SUN SHIP, INC. Plaintiff, and GENERAL DYNAMICS CORPORATION, QUINCY SHIPBUILDING DIVISION Intervenor-Plaintiff,
v.
EDWARD HIDALGO, et al. Defendants, and NATIONAL STEEL AND SHIPBUILDING CO., Intervenor-Defendant.



The opinion of the court was delivered by: RICHEY

MEMORANDUM OPINION

This case is before the Court on defendants' and intervenor-defendant's joint motion for summary judgment and plaintiff's and intervenor-plaintiff's oppositions thereto. Since there is no genuine dispute as to facts material to the resolution of the claims raised by the plaintiffs, *fn1" summary judgment is appropriate. For the reasons more fully set forth below, the Court grants summary judgment to defendants *fn2" and dismisses this action.

 This action was commenced by Sun Ship, *fn3" and later joined in by QSD, *fn4" to enjoin performance of a Navy contract to design and construct an ocean-going vessel which has a target cost in excess of $ 100 million. This ship, designated the "T-ARC 7", is to be used for retrieving, repairing and deploying cable along the ocean floor.

 On October 17, 1979, after hearing argument of the parties, *fn5" the Court denied plaintiff Sun Ship's motion for a temporary restraining order. A hearing on plaintiffs' motion for a preliminary injunction was held on November 9, 1979, at which time the Court heard from all parties. In a memorandum opinion issued November 20, 1979, the Court denied plaintiffs' motion.
-----
### Job 1
According to the court opinion, what is the T-ARC 7 to be used for?
### Job 2
Please rewrite the stretch of the court opinion from "The opinion of" through "the ocean floor.", substituting "Coast Guard" for "Navy".
Base your work on the court opinion alone.
-----
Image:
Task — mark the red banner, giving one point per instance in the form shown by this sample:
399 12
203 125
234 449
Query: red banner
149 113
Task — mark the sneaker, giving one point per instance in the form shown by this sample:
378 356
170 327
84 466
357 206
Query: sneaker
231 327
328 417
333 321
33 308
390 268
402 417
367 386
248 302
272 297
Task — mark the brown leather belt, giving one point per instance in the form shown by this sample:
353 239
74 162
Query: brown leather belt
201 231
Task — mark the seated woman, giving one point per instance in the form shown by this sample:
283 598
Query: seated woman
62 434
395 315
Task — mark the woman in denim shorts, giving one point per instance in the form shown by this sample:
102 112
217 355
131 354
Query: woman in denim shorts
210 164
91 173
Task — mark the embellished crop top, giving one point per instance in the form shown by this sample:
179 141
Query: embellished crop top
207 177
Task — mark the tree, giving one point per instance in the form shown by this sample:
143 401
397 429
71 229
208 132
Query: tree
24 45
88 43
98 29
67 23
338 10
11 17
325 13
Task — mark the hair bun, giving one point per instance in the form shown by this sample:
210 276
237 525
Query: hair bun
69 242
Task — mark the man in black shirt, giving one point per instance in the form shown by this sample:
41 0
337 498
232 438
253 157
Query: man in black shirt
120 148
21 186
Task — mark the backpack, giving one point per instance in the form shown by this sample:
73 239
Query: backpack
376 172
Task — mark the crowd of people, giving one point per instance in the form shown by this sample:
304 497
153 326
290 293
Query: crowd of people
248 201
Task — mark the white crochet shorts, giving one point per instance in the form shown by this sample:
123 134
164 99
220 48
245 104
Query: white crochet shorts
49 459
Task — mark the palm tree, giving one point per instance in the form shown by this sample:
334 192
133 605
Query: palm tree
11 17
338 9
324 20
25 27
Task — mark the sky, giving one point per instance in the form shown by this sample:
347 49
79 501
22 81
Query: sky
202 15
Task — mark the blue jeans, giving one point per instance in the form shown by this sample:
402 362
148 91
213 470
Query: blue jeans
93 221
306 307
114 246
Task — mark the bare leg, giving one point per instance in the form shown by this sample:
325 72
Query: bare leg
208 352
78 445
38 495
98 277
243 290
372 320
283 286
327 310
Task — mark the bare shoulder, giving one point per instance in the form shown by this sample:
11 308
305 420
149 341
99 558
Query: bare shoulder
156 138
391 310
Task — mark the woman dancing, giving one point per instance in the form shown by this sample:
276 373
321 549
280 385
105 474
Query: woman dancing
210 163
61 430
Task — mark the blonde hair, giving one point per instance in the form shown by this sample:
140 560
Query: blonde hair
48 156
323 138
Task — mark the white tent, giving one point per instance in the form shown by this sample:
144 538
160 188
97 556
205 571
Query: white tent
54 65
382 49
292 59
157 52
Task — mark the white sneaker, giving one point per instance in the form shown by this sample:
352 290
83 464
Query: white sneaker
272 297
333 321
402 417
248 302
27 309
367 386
-----
### Correct output 1
Retrieving, repairing and deploying cable along the ocean floor.

### Correct output 2
The opinion of the court was delivered by: RICHEY

MEMORANDUM OPINION

This case is before the Court on defendants' and intervenor-defendant's joint motion for summary judgment and plaintiff's and intervenor-plaintiff's oppositions thereto. Since there is no genuine dispute as to facts material to the resolution of the claims raised by the plaintiffs, *fn1" summary judgment is appropriate. For the reasons more fully set forth below, the Court grants summary judgment to defendants *fn2" and dismisses this action.

 This action was commenced by Sun Ship, *fn3" and later joined in by QSD, *fn4" to enjoin performance of a Coast Guard contract to design and construct an ocean-going vessel which has a target cost in excess of $ 100 million. This ship, designated the "T-ARC 7", is to be used for retrieving, repairing and deploying cable along the ocean floor.